◆ **Document extract**:

NU has taken a player, nose tackle Darrion Daniels, from the portal. Daniels benefited from a new rule that allowed him to preserve his redshirt season so long as he played four or fewer games. Daniels’ senior season at Oklahoma State was cut short by an injury, so he took the year and parlayed it into a transfer to Nebraska, where his younger brother, Damion, is also a nose tackle.
“I think he was anxious to play with his brother for a year,” Frost said on signing day. “His brother kept hinting at it, and we kept telling him we couldn’t do anything until the season was over and if he put his name in the transfer portal. After he did, honestly, it happened really fast, and this is where he wanted to be. So we were glad to add a piece on our defensive line and I think he’s going to help us.”
Darrion Daniels was a captain for the Cowboys. Frost liked that about him and wants players he thinks can be “good teammates.” Last season, NU accepted three transfers. Two — Noah Vedral and Tre Neal — came from Central Florida, Frost’s previous coaching stop. Another, Breon Dixon, came from Mississippi.
Neal, as a graduate transfer, was immediately eligible. Dixon, and eventually Vedral, were granted immediate eligibility through the NCAA waiver process. ESPN this week reported that 79.7 percent of transfers who requested immediate eligibility waivers in 2018 received them.
Fields just received one at Ohio State, and he’ll have a chance to be OSU’s starter in 2019 after backing up Jake Fromm at Georgia last season. On Thursday, the NCAA announced a committee would examine transfer waiver guidelines to “make sure they are in line with the membership’s expectations.” The NCAA said high-profile cases, such as Fields', can “skew perceptions.”

◆ **Problem to work on**: Repeat the passage on Nebraska football transfers word for word, everything from "NU has taken" down to "a nose tackle.".

◆ **Pointing and labeling entries**:
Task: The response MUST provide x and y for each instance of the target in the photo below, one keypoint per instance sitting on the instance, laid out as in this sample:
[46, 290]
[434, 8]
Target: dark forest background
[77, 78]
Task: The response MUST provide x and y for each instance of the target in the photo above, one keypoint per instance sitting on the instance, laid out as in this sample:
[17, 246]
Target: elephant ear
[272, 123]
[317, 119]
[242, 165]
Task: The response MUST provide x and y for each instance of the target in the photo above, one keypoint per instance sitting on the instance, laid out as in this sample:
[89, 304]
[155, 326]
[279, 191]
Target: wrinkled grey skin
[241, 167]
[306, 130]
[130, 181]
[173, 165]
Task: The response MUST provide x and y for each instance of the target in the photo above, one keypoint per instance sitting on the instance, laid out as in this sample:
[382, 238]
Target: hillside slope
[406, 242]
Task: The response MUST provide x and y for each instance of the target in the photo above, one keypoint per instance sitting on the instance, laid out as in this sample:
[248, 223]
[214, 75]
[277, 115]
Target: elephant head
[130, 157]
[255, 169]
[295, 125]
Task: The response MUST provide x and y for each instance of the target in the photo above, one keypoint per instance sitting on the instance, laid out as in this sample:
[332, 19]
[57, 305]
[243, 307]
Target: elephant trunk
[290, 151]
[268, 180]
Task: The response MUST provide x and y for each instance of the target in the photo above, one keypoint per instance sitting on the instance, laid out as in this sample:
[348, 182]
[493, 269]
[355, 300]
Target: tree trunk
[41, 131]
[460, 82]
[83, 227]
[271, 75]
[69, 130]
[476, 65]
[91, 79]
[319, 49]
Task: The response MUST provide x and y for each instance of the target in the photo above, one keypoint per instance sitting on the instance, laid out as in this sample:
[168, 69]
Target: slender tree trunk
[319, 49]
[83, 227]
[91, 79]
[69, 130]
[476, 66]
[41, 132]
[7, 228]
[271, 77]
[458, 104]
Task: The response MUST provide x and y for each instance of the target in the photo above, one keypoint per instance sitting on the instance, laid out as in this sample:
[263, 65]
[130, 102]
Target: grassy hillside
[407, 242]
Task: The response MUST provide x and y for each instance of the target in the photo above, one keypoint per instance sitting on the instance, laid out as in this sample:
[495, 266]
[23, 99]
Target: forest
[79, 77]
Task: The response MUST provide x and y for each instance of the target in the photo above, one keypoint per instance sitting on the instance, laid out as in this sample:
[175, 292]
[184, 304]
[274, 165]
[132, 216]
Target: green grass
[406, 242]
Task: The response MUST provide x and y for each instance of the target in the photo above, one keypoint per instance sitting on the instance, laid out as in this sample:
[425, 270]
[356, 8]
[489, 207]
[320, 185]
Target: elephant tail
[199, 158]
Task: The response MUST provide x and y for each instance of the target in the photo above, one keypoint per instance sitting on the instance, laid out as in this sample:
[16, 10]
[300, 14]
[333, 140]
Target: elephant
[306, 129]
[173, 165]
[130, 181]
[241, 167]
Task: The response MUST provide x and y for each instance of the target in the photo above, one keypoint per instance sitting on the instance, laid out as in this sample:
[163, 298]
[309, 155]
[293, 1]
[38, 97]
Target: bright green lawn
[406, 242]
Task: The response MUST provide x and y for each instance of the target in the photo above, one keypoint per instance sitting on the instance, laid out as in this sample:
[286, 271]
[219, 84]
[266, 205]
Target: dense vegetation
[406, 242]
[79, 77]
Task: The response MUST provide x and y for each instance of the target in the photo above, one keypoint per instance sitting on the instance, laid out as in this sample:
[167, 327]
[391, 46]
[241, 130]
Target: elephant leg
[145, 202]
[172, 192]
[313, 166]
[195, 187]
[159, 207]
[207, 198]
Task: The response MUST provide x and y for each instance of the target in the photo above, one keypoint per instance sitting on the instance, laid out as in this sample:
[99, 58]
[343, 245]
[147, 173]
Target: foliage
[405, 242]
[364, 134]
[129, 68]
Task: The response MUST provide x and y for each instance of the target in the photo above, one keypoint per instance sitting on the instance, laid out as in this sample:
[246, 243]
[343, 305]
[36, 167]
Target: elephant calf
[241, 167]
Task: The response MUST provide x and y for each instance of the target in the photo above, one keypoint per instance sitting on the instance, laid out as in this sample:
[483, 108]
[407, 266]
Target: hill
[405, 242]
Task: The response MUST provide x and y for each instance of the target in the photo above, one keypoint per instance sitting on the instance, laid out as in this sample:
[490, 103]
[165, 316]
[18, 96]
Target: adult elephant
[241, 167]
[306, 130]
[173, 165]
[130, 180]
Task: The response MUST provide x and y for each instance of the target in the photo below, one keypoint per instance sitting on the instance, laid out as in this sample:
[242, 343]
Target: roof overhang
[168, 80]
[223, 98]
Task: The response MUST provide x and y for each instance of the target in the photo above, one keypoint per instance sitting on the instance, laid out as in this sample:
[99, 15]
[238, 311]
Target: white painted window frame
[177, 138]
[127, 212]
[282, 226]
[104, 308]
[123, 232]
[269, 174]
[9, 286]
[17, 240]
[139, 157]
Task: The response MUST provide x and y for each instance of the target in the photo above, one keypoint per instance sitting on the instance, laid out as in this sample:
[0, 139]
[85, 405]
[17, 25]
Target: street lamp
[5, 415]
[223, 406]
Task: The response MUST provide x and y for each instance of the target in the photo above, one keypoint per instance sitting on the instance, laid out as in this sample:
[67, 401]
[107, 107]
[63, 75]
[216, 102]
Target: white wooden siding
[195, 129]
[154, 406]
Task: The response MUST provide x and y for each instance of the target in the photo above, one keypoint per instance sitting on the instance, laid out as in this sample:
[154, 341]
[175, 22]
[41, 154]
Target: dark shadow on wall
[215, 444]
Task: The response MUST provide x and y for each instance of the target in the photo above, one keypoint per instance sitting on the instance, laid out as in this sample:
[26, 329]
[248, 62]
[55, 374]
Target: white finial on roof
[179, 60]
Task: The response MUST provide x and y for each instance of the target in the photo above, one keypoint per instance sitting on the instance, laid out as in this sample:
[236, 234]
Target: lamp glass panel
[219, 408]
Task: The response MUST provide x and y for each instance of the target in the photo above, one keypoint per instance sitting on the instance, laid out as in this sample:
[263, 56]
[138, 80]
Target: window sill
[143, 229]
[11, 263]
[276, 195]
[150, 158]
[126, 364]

◆ **Correct answer**:
NU has taken a player, nose tackle Darrion Daniels, from the portal. Daniels benefited from a new rule that allowed him to preserve his redshirt season so long as he played four or fewer games. Daniels’ senior season at Oklahoma State was cut short by an injury, so he took the year and parlayed it into a transfer to Nebraska, where his younger brother, Damion, is also a nose tackle.